Where does the string "number" appear in the records? Copy each line that holds it.

## Records
+++
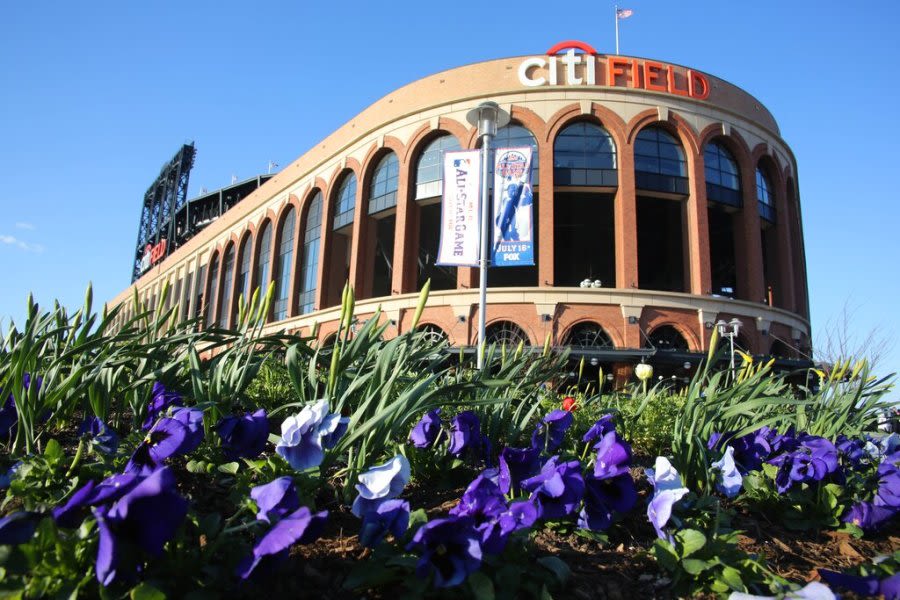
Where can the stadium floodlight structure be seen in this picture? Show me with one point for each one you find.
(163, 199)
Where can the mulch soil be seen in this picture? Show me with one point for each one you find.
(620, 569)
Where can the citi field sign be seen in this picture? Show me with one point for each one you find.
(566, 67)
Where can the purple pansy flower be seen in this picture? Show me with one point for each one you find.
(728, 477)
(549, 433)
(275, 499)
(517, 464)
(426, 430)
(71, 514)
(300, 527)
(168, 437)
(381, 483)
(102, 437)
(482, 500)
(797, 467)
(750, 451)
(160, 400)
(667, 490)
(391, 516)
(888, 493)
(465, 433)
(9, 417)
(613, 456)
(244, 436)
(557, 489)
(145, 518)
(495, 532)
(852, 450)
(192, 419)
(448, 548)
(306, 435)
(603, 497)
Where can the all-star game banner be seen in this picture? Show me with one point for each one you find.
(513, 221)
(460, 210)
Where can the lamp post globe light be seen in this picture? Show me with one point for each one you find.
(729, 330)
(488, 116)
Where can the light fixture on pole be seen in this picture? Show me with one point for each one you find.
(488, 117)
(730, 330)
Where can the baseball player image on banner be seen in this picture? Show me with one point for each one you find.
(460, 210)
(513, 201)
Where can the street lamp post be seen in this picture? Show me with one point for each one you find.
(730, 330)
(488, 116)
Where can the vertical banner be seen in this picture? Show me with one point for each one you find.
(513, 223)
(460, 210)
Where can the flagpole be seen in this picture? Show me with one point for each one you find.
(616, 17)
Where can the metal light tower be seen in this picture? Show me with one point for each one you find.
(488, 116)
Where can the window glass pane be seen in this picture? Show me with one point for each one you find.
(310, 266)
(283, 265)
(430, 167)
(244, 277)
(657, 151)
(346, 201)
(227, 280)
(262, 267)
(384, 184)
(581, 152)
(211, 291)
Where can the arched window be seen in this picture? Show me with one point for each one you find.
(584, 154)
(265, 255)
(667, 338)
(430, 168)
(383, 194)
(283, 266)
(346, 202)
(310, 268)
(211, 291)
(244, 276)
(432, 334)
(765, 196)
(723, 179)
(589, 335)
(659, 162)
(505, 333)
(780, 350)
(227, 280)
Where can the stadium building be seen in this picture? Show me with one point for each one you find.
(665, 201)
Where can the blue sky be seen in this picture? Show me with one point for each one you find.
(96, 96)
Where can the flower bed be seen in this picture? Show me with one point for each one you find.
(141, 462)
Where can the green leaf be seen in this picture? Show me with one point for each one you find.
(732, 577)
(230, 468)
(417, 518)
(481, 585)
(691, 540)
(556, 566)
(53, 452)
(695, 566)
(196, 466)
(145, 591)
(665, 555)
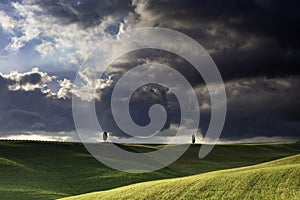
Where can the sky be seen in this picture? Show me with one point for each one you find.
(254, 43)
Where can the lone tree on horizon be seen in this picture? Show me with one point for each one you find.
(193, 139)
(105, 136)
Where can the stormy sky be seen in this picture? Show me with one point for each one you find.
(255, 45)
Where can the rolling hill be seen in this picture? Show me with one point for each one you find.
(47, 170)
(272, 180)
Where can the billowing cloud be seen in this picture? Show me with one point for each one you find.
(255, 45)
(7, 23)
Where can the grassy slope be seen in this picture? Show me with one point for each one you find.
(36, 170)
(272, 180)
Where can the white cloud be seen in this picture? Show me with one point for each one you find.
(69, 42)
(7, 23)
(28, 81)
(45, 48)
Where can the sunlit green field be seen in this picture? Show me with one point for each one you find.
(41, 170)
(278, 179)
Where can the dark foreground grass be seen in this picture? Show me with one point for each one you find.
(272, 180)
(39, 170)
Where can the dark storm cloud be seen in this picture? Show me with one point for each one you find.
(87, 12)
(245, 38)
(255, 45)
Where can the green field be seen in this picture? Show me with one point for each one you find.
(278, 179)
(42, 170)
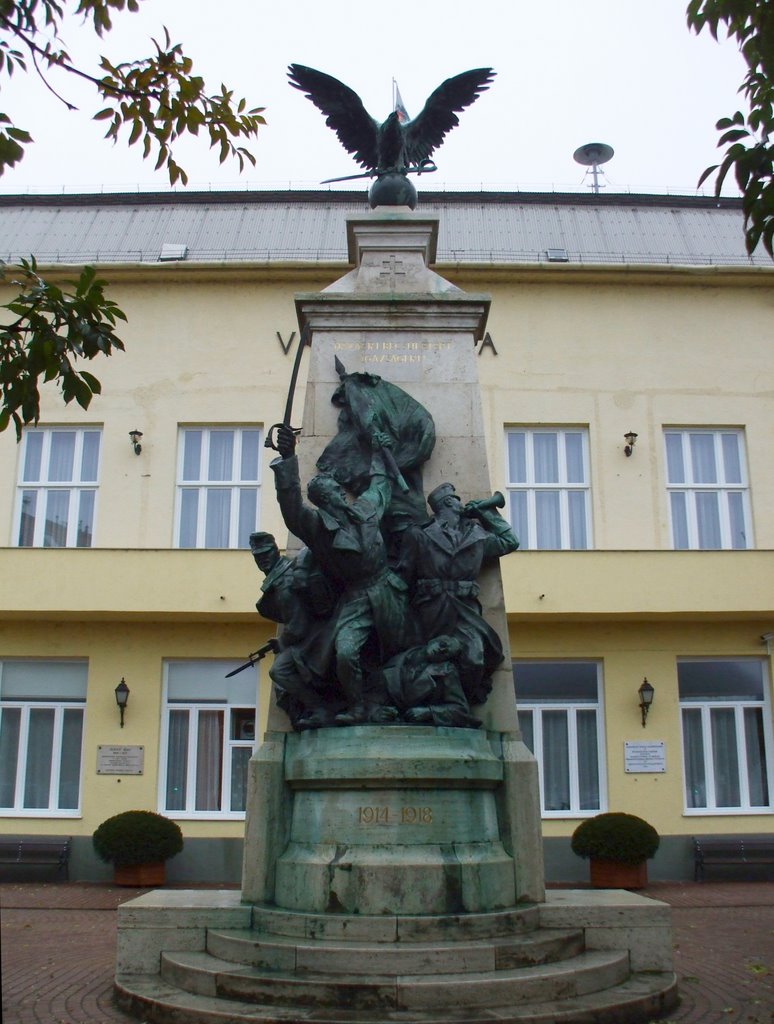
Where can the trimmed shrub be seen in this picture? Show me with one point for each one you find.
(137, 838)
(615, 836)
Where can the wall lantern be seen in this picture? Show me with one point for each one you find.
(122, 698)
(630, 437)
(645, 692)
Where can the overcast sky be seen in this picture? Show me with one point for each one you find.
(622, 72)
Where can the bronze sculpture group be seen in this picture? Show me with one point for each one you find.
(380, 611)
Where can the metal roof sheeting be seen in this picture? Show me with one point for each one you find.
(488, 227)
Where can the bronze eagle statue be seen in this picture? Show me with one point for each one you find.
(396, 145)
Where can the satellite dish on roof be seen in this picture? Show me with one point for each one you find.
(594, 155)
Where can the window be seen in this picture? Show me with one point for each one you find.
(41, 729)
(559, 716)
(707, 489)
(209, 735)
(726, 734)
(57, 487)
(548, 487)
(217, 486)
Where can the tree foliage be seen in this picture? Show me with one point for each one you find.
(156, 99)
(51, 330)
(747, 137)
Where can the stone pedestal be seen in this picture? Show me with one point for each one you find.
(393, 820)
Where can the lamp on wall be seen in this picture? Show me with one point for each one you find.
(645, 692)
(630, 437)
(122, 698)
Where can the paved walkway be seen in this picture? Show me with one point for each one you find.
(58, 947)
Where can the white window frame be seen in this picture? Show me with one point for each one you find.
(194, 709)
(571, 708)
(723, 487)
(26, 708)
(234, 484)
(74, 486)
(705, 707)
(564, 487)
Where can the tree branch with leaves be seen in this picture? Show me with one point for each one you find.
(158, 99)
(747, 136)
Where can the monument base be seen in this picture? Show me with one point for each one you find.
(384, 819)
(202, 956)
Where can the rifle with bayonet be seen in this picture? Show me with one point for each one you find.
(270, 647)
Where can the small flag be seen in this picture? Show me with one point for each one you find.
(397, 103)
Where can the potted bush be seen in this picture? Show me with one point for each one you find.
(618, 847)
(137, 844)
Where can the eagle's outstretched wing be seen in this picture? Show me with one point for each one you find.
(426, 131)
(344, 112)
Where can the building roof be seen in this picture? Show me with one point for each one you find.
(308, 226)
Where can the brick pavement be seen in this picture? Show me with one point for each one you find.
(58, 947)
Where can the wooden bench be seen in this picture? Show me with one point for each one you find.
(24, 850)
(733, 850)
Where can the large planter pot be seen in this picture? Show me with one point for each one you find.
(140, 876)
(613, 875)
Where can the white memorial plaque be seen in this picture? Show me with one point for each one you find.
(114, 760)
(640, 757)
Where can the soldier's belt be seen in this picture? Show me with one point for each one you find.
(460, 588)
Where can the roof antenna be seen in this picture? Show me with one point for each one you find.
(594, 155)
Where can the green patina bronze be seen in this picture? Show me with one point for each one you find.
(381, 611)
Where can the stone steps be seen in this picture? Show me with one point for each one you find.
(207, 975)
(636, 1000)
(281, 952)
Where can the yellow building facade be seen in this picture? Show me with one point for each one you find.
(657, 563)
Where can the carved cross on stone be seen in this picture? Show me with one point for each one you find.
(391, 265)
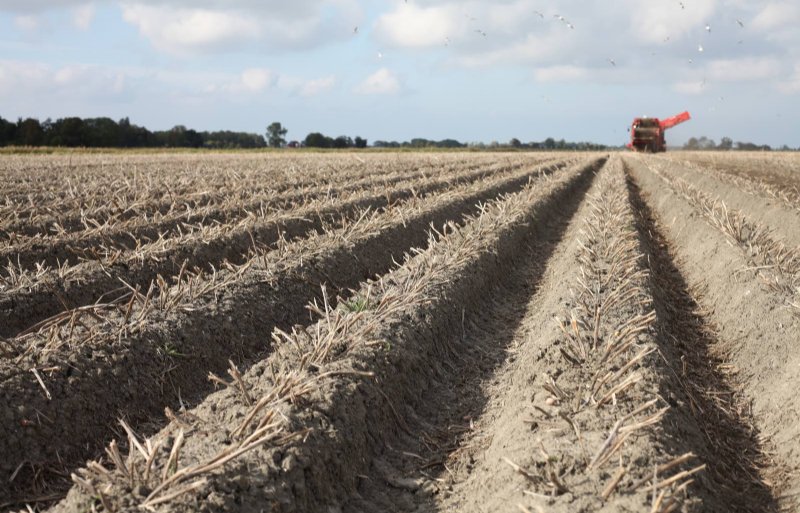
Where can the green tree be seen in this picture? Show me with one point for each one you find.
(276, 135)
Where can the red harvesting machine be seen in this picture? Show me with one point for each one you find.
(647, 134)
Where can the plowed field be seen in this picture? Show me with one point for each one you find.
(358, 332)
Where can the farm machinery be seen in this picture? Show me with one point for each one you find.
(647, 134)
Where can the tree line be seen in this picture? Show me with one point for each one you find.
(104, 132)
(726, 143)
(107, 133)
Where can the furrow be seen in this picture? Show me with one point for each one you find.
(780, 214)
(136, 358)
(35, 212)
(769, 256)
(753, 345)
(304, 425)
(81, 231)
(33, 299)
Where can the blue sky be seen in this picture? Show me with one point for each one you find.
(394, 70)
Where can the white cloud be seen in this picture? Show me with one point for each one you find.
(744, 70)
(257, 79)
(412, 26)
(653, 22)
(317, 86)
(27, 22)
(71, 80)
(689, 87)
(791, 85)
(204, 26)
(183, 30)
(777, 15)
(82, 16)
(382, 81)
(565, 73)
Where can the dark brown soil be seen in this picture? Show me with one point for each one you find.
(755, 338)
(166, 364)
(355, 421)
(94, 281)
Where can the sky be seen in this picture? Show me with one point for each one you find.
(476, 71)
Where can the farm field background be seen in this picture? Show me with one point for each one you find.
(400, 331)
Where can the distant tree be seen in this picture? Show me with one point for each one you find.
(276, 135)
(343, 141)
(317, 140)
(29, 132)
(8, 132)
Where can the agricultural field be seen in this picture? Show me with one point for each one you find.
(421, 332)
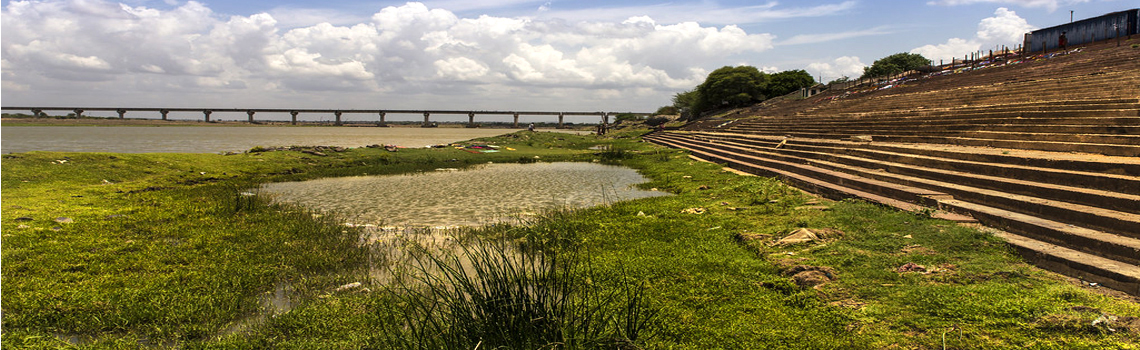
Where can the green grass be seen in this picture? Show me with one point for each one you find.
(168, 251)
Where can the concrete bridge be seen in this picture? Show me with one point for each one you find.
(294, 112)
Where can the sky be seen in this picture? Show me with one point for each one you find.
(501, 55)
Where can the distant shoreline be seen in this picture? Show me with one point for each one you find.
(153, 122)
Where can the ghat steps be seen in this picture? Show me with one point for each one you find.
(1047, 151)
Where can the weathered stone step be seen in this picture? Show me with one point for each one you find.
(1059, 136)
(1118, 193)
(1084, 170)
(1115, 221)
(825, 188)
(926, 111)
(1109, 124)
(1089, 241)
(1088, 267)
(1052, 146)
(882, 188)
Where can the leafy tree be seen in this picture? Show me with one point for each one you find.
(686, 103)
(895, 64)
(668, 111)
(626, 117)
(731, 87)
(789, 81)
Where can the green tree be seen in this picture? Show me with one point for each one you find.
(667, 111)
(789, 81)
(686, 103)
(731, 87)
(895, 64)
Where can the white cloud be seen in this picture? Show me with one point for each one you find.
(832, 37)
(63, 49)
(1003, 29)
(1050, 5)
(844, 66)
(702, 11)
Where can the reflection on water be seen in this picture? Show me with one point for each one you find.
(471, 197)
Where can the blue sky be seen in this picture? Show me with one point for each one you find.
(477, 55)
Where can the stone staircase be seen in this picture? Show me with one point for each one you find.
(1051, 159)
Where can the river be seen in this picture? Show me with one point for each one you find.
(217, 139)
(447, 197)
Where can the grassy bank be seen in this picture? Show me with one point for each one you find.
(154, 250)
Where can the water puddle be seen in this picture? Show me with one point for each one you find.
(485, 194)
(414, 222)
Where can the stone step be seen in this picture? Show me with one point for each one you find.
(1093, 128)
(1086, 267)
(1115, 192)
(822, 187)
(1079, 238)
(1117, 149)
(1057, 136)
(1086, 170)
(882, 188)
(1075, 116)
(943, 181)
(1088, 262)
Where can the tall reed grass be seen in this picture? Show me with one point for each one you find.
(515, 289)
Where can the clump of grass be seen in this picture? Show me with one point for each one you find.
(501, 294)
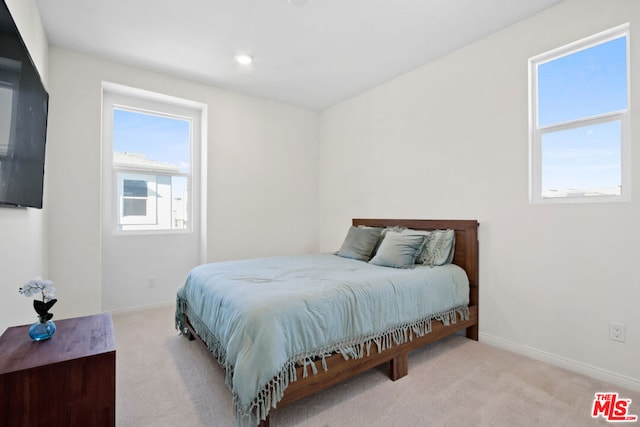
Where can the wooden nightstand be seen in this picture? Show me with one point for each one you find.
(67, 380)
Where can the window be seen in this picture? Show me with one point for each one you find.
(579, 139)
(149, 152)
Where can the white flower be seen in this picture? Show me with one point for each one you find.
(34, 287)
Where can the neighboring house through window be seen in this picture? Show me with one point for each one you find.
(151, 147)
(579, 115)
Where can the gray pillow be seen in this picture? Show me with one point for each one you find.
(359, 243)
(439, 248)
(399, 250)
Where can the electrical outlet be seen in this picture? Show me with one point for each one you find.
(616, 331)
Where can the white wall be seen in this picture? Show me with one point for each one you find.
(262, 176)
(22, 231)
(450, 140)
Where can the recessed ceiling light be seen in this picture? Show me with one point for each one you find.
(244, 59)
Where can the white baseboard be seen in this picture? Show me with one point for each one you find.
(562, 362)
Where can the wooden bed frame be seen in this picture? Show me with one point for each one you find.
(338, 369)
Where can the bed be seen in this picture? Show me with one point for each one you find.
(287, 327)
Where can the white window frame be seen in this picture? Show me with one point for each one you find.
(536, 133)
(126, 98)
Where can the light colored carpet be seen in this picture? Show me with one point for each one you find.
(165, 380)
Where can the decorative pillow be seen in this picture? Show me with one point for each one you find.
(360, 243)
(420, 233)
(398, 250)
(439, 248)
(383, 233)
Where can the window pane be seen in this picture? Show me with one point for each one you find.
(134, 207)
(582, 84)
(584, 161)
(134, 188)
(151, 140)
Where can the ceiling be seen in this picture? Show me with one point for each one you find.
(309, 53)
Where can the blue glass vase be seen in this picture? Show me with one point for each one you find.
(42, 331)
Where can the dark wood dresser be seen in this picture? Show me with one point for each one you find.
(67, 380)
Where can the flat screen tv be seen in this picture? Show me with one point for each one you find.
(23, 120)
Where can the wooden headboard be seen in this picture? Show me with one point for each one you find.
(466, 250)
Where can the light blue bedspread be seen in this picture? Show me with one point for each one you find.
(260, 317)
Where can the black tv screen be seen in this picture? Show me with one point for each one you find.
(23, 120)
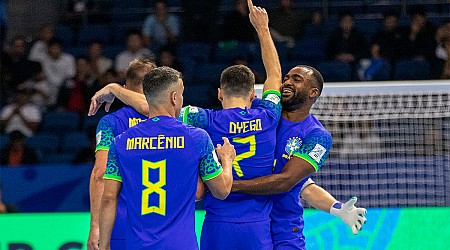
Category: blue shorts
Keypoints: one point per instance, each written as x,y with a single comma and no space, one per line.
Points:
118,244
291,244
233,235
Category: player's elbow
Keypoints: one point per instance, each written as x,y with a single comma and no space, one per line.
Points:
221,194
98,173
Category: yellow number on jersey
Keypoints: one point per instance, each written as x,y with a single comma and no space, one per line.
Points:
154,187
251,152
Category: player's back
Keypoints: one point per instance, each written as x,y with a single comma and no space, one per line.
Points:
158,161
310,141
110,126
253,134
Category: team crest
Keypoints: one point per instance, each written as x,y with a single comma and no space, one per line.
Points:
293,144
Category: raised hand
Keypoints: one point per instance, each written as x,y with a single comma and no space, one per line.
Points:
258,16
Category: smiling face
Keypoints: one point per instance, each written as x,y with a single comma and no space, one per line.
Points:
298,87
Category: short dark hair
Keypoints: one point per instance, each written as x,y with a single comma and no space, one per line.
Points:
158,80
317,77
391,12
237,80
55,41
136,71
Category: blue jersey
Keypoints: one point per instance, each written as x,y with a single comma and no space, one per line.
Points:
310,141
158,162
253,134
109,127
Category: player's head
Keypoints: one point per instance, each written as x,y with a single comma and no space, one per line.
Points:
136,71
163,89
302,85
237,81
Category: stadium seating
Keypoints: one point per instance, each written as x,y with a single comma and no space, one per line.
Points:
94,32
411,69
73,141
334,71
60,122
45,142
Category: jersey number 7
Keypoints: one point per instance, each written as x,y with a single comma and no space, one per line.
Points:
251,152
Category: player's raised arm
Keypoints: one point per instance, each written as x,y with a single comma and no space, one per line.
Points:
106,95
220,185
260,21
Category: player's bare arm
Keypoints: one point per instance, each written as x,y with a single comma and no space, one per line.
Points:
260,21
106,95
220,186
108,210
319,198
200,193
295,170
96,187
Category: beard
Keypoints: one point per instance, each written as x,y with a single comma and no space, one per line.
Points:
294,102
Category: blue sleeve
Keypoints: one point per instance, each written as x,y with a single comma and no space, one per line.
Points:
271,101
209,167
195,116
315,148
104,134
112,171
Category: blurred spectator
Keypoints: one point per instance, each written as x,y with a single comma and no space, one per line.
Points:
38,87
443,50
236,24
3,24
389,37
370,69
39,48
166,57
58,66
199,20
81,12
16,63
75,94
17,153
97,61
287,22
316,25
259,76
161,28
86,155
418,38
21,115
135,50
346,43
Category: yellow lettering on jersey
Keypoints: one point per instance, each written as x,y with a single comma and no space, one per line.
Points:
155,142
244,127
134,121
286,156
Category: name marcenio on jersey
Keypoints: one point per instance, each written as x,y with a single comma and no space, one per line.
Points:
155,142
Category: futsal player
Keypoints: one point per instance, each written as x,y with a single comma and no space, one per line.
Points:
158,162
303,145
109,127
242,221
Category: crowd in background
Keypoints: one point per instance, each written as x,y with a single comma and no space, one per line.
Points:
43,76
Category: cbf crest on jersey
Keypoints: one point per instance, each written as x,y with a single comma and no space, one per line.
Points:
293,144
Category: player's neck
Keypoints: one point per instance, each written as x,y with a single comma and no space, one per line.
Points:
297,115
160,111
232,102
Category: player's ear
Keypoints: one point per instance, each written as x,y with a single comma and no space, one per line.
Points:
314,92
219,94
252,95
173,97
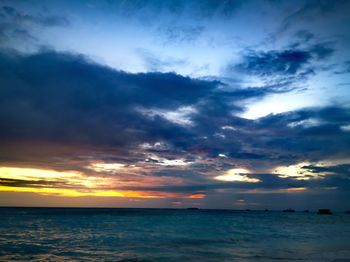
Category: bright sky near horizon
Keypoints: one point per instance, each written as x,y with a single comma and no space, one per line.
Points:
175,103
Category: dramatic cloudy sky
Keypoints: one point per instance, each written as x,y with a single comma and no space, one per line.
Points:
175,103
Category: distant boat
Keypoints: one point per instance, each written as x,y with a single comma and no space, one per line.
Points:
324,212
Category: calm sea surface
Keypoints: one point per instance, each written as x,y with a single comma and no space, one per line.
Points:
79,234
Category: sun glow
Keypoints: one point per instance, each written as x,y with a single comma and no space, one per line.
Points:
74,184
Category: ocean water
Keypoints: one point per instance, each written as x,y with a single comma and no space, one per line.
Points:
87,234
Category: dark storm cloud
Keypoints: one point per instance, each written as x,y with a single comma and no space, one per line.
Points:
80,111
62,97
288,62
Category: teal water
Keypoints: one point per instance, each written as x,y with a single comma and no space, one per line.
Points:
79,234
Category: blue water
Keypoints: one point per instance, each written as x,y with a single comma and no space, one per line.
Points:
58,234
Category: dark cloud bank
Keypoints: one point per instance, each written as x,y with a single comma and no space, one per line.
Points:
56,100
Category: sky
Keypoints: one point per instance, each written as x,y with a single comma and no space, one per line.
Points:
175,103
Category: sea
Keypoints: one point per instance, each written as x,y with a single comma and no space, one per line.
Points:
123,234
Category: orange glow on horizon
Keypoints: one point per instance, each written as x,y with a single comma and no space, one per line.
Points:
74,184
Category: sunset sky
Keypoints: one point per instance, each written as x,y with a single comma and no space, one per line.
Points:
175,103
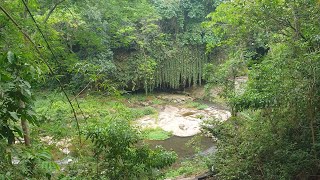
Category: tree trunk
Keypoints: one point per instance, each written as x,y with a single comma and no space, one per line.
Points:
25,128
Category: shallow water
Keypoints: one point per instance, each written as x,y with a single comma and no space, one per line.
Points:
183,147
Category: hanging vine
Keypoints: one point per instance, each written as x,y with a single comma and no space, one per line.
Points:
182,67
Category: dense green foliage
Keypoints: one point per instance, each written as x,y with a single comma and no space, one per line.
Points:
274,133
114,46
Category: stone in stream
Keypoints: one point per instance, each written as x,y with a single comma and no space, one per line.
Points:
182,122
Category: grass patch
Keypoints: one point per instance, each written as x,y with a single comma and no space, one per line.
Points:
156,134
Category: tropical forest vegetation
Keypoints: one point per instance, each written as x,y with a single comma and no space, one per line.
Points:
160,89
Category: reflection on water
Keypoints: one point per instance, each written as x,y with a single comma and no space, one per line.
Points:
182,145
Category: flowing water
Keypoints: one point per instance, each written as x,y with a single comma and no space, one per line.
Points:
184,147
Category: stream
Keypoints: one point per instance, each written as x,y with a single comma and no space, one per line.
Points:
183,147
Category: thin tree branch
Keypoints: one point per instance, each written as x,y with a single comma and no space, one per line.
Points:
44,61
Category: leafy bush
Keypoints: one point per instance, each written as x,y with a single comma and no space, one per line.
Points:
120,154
+++
## Result of this task
Category: yellow number on jersey
Category: jersey number 7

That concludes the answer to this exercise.